• _PROVIDED PASSAGE_:
((

% !TEX root = main21neurips-ssp.tex

\section{Theoretical Analysis}
\label{sec: analysis}
In this section, we prove Theorem~\ref{thm1}. Proof of Theorem~\ref{thm2} can be found in the Appendix. 

A key property of posterior sampling is that conditioned on the information at time $t$, $\theta_*$ and $\theta_t$ have the same distribution if $\theta_t$ is sampled from the posterior distribution at time $t$ \citep{osband2013more}. Since \ssp~samples $\theta_\ell$ at the stopping time $t_\ell$, we use the stopping time version of the posterior sampling property stated as follows.

))

• _THE TASKS_:
1. What key property of posterior sampling does the theoretical analysis passage describe?
2. Proceed with the theoretical analysis passage, beginning immediately after its final sentence.
The entries that come next are taken from a different source than the theoretical analysis passage.

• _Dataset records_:
((

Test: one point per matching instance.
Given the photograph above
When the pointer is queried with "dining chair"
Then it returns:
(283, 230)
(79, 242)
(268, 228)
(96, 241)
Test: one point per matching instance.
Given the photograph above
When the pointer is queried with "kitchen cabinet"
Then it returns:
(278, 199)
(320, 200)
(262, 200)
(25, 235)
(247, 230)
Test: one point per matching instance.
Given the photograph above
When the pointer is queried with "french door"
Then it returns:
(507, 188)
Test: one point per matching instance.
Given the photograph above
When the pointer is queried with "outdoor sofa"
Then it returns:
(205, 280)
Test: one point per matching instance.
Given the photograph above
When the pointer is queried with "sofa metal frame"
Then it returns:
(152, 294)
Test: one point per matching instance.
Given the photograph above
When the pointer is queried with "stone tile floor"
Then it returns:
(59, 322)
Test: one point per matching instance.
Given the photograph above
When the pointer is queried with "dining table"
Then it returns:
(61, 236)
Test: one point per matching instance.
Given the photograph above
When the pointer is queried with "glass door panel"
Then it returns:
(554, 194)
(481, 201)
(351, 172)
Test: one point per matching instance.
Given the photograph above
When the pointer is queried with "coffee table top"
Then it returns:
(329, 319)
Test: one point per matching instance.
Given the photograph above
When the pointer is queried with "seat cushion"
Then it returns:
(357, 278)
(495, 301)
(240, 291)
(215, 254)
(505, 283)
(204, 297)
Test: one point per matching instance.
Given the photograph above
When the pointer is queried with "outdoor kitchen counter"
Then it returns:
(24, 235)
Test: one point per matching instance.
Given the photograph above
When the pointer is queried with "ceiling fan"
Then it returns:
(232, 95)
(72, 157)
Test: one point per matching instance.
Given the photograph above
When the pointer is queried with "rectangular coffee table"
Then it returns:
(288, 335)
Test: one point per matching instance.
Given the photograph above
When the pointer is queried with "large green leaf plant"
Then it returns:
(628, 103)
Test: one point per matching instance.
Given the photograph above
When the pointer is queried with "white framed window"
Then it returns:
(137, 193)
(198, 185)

))

• _THE RESPONSES_:
1. Conditioned on the information at time $t$, $\theta_*$ and $\theta_t$ have the same distribution if $\theta_t$ is sampled from the posterior distribution at time $t$.

2.
\begin{lemma}[Adapted from Lemma 2 of \cite{ouyang2017learning}]
\label{lem: property of ps}
Let $t_\ell$ be a stopping time with respect to the filtration $(\calF_t)_{t=1}^\infty$, and $\theta_\ell$ be the sample drawn from the posterior distribution at time $t_\ell$. Then, for any measurable function $f$ and any $\calF_{t_\ell}$-measurable random variable $X$, we have $\E[f(\theta_\ell, X)|\calF_{t_\ell}] = \E[f(\theta_*, X)|\calF_{t_\ell}]$.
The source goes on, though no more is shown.